**** QUOTED PASSAGE

Silva knows his next opponent is Chael. He isn't running from it. He just doesn't respect the guy...and has said he doesn't deserve a title shot. He never said he isn't going to fight him. God forbid a guy wanting to fight a guy who has mocked his country in his own city in front of a huge venue of people.


----------



## jonnyg4508 (Jan 30, 2010)

TheLyotoLegion said:


> Silva/Sonnen 1 was in Oakland, California, not Vegas.


I stand corrected.


----------



## K R Y (Nov 19, 2007)

I love, how a guy 14-0 in the UFC, made top fighters look like amateurs, beaten the two guys calling him out, is being called a ducker.

Amazing. Fighters get injured, and he doesn't have to accept rematches just because people are extra vocal about it. Hell he even said he'd fight Sonnen in Brazil recently once he's healed. The first fight was in the USA, so it's not an out there offer at all.


----------



## Kreed (Feb 5, 2007)

Toxic said:


> I hear a lot of talk about whether or not Sonnen deserves a rematch and honestly who how or when he beat or lost to somebody doesn't matter, *the only thing that matters is what the fans want to see *since we are the ones that pay the money that allows guys like Silva to live the life they do. Bottom line is the fans want to see Sonnen/Silva so that is the fight that should be made. Screw rankings and winning streaks this isn't the Olympics its a sport that airs and survives largely off PPV. Silva/Sonnen 2 sells more PPV's than any other fight Silva could have outside a GSP super fight and that is why it should and needs to happen.


If that is the case how come we never got gsp/anderson when it was ripe.Or silva/jones? Why doesnt zuffa just put the 2 big cashcow aryans on all the major cards


----------



## Toxic (Mar 1, 2007)

Kreed said:


> If that is the case how come we never got gsp/anderson when it was ripe. Why dont we have the 2 big cashcow aryans headline ever ppv


Because GSP/Anderson are not in the same weightclass. Nobody is demanding Silva more up to 205 and fight Jones. They are demanding he fight the man in his division who the fans see as the #1 contender. The guy the fans will fill his pockets to see him fight. As for the the 2 big cashcow Aryans really not sure what that is supposed to mean. Are you implying that MMA fans are white supremecists? Of the top draws only Lesnar and GSP are white. Rampage is black, BJ Penn is half white. Seriously what is that supposed to mean?


----------



## jonnyg4508 (Jan 30, 2010)

Can anyone inform me as to why Dan is calling out Anderson and a 185 title shot...and not fighting in that division?

I am a fan of both fighters.

But is there any reason? Does it make any sense at all?

********
**** DATA RECORDS

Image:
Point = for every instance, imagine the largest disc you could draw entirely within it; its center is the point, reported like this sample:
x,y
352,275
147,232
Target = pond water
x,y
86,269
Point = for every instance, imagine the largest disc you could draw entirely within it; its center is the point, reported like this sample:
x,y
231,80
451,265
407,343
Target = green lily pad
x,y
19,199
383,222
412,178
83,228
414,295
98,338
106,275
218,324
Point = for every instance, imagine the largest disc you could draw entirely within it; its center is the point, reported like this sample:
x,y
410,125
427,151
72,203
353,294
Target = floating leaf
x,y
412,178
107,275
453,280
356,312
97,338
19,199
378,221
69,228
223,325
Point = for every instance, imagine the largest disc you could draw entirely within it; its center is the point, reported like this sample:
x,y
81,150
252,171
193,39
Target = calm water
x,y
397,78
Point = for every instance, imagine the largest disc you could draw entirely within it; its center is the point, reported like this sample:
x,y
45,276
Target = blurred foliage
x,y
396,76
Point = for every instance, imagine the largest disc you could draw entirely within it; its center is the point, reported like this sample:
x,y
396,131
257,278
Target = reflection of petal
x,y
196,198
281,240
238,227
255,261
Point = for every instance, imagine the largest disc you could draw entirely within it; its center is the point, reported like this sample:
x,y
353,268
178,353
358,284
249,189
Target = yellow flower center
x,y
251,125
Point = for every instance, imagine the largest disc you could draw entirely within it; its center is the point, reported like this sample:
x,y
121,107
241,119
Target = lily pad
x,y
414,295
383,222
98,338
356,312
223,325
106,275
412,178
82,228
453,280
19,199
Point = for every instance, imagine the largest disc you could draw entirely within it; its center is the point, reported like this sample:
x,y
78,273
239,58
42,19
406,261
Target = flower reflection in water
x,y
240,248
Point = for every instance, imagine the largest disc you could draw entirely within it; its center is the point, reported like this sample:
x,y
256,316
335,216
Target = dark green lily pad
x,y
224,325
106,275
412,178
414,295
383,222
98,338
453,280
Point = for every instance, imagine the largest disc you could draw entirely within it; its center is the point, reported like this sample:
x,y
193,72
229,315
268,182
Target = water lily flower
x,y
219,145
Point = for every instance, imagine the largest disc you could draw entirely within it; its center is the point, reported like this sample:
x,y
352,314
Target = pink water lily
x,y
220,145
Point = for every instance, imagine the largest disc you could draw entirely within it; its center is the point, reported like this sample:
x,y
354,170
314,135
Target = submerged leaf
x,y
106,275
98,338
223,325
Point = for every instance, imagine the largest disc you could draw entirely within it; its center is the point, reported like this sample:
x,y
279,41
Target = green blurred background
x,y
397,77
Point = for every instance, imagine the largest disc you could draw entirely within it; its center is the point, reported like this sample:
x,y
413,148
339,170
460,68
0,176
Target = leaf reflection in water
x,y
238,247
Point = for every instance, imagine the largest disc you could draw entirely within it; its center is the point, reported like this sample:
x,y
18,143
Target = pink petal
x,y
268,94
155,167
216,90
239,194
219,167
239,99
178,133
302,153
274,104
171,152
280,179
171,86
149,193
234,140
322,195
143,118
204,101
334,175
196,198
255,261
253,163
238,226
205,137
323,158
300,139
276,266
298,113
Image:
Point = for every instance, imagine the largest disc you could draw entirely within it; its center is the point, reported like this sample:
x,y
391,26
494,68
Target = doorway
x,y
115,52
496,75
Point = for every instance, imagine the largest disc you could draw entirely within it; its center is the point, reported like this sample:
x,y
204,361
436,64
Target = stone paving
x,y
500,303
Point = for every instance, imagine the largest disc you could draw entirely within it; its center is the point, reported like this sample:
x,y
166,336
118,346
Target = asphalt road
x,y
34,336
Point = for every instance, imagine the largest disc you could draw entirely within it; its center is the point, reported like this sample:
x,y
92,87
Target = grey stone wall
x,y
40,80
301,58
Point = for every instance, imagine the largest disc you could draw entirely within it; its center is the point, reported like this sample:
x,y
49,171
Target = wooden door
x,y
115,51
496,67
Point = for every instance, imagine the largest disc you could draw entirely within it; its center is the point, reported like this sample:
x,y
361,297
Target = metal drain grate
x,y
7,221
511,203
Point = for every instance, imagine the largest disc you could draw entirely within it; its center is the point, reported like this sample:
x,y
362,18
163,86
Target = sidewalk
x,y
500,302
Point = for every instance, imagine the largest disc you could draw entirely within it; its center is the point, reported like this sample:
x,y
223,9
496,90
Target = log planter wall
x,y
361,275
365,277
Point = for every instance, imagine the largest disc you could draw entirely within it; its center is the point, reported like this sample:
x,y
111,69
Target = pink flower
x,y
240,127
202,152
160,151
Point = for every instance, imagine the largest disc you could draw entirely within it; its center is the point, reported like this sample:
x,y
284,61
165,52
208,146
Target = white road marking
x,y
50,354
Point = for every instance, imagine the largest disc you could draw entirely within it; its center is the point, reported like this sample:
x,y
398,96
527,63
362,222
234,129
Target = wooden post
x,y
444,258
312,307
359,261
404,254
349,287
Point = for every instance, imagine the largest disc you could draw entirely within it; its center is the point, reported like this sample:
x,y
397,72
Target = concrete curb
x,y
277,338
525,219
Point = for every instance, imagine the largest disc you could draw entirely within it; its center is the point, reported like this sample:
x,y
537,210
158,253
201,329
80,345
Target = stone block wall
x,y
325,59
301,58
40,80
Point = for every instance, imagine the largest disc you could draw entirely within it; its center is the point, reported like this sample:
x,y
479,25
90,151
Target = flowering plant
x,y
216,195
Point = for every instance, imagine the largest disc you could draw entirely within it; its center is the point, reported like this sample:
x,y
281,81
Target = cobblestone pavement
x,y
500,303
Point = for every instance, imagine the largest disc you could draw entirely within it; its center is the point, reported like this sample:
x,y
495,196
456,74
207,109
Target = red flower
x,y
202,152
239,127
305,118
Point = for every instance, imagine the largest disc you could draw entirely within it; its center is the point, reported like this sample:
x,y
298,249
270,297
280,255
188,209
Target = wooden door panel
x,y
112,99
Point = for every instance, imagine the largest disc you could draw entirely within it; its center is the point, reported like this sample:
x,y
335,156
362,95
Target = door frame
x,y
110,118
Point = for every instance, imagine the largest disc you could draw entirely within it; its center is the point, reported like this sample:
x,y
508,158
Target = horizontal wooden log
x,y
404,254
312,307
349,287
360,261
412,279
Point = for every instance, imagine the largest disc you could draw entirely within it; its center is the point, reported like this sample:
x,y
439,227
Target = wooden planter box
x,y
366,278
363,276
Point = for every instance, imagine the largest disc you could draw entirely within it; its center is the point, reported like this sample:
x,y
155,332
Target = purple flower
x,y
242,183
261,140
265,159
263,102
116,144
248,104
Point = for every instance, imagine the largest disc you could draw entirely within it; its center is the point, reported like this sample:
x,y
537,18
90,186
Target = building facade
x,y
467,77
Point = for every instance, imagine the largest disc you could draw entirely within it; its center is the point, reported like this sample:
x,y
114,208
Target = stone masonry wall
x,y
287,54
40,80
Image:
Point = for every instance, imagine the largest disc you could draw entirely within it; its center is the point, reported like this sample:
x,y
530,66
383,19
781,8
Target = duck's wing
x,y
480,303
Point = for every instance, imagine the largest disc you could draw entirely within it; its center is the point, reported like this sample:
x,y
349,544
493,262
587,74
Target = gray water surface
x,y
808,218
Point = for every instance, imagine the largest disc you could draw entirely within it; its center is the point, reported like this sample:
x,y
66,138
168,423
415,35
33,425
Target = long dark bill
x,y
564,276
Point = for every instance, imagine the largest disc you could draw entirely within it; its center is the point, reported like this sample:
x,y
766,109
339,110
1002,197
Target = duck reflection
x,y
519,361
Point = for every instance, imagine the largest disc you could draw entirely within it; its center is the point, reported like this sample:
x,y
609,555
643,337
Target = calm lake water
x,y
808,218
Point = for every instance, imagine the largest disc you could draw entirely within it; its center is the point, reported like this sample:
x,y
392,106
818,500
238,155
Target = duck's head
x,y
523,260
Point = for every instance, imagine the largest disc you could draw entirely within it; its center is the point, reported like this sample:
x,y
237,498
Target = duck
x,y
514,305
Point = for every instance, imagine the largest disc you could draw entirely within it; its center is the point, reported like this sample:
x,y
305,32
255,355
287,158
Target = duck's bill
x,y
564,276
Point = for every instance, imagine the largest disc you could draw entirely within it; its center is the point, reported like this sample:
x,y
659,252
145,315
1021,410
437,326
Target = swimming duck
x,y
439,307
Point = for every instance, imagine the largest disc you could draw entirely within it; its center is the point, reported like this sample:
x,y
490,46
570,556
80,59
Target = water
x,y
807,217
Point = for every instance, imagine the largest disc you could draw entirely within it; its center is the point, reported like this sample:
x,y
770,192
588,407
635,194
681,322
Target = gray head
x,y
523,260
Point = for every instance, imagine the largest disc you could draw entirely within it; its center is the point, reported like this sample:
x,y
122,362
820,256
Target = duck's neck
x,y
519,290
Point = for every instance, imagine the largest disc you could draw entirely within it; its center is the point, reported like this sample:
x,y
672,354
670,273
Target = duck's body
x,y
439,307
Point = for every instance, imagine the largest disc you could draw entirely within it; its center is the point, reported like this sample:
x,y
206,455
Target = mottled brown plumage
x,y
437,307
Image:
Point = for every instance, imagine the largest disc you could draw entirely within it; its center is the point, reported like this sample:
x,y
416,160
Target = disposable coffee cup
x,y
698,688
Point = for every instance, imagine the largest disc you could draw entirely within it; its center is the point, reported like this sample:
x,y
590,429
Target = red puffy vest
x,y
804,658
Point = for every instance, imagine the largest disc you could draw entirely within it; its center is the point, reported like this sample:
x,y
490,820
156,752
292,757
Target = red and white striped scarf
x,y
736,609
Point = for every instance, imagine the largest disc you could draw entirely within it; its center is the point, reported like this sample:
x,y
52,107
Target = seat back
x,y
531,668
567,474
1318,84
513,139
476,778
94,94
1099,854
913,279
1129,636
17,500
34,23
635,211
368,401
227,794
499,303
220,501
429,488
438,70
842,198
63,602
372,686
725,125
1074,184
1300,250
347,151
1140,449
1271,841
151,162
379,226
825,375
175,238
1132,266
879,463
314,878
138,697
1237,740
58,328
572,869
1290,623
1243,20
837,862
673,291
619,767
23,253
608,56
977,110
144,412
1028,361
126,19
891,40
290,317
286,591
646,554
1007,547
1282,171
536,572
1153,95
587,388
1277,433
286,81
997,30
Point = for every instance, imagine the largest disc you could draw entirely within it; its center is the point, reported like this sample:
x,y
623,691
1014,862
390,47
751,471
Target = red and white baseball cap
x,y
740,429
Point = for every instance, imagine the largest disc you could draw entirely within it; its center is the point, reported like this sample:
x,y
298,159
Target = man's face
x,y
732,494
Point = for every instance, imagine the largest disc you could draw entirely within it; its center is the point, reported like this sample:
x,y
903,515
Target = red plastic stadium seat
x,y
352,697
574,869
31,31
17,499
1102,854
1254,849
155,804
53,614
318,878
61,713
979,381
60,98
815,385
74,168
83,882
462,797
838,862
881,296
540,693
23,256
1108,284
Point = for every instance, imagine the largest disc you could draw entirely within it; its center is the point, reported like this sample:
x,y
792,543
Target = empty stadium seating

********

TASK REQUIREMENTS:
1. In the forum thread about Silva and Sonnen, why does one poster say Silva's offer to fight Sonnen in Brazil isn't an out-there offer?
2. Repeat the forum thread word for word, from "Because GSP/Anderson are" to "of both fighters.".
3. Pick up the forum thread about Silva and Sonnen from where it stops.

RESULTS FOR EACH TASK:
1. The first fight between them was held in the USA, so holding the rematch in Brazil is a fair offer.

2.
Because GSP/Anderson are not in the same weightclass. Nobody is demanding Silva more up to 205 and fight Jones. They are demanding he fight the man in his division who the fans see as the #1 contender. The guy the fans will fill his pockets to see him fight. As for the the 2 big cashcow Aryans really not sure what that is supposed to mean. Are you implying that MMA fans are white supremecists? Of the top draws only Lesnar and GSP are white. Rampage is black, BJ Penn is half white. Seriously what is that supposed to mean?


----------



## jonnyg4508 (Jan 30, 2010)

Can anyone inform me as to why Dan is calling out Anderson and a 185 title shot...and not fighting in that division?

I am a fan of both fighters.

3.
Since he lost to Silva in the 2nd round years ago, he has done little to nothing at 185 lbs. Plus he has said he doesn't like the cut. So if he wins, he would have to cut the weight each time out. How does this make any sense?


----------



## Kreed (Feb 5, 2007)

Toxic said:


> Because GSP/Anderson are not in the same weightclass


neither were henderson and belfort.Or penn and gsp, It happens.


> Nobody is demanding Silva more up to 205 and fight Jones.


Where have you been since jones destroyed shogun? thats all they've been salivating about.


> They are demanding he fight the man in his division who the fans see as the #1 contender. The guy the fans will fill his pockets to see him fight


These arent "MMA fans" though these are clowns who associate with the sport with other agendas.


> As for the the 2 big cashcow Aryans really not sure what that is supposed to mean. Are you implying that MMA fans are white supremecists? Of the top draws only Lesnar and GSP are white. Rampage is black, BJ Penn is half white. Seriously what is that supposed to mean?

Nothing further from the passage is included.